Ainsi, depuis mars 2011, lorsque l'examen a commencé, «les coûts d'incarcération ont augmenté de 91 millions de dollars pour le SCC en raison de l'augmentation du nombre de délinquants incarcérés». 

«Il aurait été possible de réduire d'environ 26 millions de dollars les coûts liés à l'incarcération au cours de l'exercice 2013-2014 si les délinquants à faible risque détenus dans un établissement à sécurité minimale avaient été préparés à la libération conditionnelle à leur première date d'admissibilité et mis en liberté à cette date». 

Le rapport recommande à SCC d'étudier les raisons de cette augmentation et les risques associés à la situation actuelle. SCC a indiqué qu'elle se livrerait à l'exercice d'ici la fin de l'année.

Le ministre de la Sécurité publique, Steven Blaney, a réagi au rapport en affirmant que «des initiatives sont en cours au SCC pour répondre aux questions soulevées par le vérificateur général».

«Le Service correctionnel du Canada assure la sécurité publique des Canadiens, a déclaré le ministre Blaney. Il contribue à la réalisation de cette importante priorité en incitant activement et en aidant les contrevenants sous responsabilité fédérale dans leurs efforts en vue de leur réinsertion sociale dans les établissements et dans la collectivité afin qu'ils deviennent des citoyens respectueux des lois.»

Le chef du Bloc québécois, Mario Beaulieu, a quant à lui dénoncé l'approche du gouvernement Harper dans le domaine. «Les critiques du vérificateur général démontrent que l'approche axée sur la coercition et la répression du gouvernement Harper est inefficace et coûteuse», a-t-il dit.

«C'est aux antipodes du modèle québécois, qui est plus axé sur la prévention, la réinsertion sociale, et le Québec est l'un des endroits où le taux de criminalité est parmi les plus faibles des provinces canadiennes.»

Principaux points du rapport du VG

- L'Agence de la santé publique du Canada et Santé Canada devraient faire plus pour mitiger le risque posé par la résistance aux antimicrobiens - l'émergence et la prolifération d'infections résistantes aux médicaments, en raison de la mauvaise utilisation d'antibiotiques.

- Plusieurs crédits d'impôt, comme celui visant à stimuler l'activité chez les enfants, n'ont pas fait l'objet d'une évaluation assez approfondie et ne sont pas sujets à une surveillance adéquate du Parlement. Le coût à long terme au Trésor public n'est pas connu.

• _Données d'entrée_
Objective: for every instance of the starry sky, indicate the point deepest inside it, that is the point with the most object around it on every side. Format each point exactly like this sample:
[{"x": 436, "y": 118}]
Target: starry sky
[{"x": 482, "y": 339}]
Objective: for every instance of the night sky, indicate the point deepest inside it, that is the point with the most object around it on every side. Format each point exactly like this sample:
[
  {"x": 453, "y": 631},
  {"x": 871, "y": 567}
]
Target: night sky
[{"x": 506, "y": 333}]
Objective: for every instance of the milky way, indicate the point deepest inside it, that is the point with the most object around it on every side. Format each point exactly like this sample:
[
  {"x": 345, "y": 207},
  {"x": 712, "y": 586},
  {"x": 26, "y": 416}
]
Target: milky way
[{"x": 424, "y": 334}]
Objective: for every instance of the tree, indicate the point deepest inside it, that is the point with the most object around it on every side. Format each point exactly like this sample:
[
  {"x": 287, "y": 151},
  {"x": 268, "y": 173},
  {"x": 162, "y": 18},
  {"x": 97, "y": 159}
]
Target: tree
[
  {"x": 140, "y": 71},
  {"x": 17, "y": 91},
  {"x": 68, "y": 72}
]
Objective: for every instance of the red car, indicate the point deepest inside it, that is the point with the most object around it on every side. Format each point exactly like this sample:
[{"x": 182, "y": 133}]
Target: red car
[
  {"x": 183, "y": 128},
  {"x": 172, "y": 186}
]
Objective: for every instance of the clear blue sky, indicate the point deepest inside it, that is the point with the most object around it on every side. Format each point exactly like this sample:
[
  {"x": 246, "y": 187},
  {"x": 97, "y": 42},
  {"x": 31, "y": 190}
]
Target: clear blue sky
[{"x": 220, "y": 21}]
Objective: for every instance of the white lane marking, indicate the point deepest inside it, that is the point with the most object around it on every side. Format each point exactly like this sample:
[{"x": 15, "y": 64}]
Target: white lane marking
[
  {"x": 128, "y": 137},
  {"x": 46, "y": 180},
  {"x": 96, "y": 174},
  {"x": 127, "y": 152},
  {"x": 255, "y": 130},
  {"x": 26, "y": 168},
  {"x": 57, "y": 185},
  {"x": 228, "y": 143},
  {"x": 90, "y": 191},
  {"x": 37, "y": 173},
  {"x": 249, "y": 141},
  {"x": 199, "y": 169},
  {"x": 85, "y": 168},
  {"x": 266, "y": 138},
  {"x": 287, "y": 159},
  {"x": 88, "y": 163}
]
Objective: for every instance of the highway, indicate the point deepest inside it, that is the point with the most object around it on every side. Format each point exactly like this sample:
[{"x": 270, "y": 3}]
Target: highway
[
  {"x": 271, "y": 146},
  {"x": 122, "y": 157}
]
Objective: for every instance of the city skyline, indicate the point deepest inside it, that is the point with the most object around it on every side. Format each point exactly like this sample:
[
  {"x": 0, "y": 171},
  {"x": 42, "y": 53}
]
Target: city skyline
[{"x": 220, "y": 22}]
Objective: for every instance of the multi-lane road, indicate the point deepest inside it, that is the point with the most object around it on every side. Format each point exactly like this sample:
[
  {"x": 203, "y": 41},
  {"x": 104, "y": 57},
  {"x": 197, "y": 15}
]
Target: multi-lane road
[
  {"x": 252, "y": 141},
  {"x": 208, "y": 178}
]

• _Consignes_
1 > Recopiez sans aucune modification le passage de l'extrait sur le rapport du vérificateur général qui va de "- L'Agence de" jusqu'à "mauvaise utilisation d'antibiotiques.".
2 > Prolongez l'extrait sur le rapport du vérificateur général à partir de sa dernière phrase.
Les lignes constituent un matériau distinct de l'extrait.

• _Réponses par numéro_
1 >
- L'Agence de la santé publique du Canada et Santé Canada devraient faire plus pour mitiger le risque posé par la résistance aux antimicrobiens - l'émergence et la prolifération d'infections résistantes aux médicaments, en raison de la mauvaise utilisation d'antibiotiques.

2 >
- Santé Canada n'est pas en mesure de déterminer si tous les membres des Premières Nations dans des communautés éloignées au Manitoba et en Ontario ont un accès suffisant à des soins médicaux et au transport médical.

- Seulement une infirmière sur 45, choisies au hasard dans les communautés des Premières Nations, avait complété les cinq cours de formation obligatoires.

- Les postes de soins infirmiers dans ces communauté ne respectent pas tous les règlements de santé et de sécurité ni les codes du bâtiment. Dans un cas, la résidence d'un poste de soins infirmiers était inutilisable depuis plus de deux ans en raison d'un système sanitaire défectueux.

- L'Agence des services frontaliers du Canada ne gère pas adéquatement ses projets sur les technologies de l'information, et beaucoup n'ont pas été effectués adéquatement, n'avaient pas de critères clairs ni de bénéfices mesurables.

- Les contrevenants à faible risque sont libérés plus tardivement mais ils sont supervisés dans la communauté moins longtemps car les services correctionnels recommandent moins fréquemment une libération hâtive. Plus de 80 pour cent des détenus demeurent derrière les barreaux après leur première date d'admissibilité à la libération conditionnelle, alors que de plus en plus de prisonniers d'établissements carcéraux à moyenne et haute sécurité sont directement remis en liberté.

- Entre 2009 et 2013, le bureau de l'ombudsman du ministère de la Défense était mal géré et mal surveillé. L'ancien ombudsman Pierre Daigle approuvait régulièrement ses propres comptes de dépenses et ignorait les règles sur l'octroi de contrats.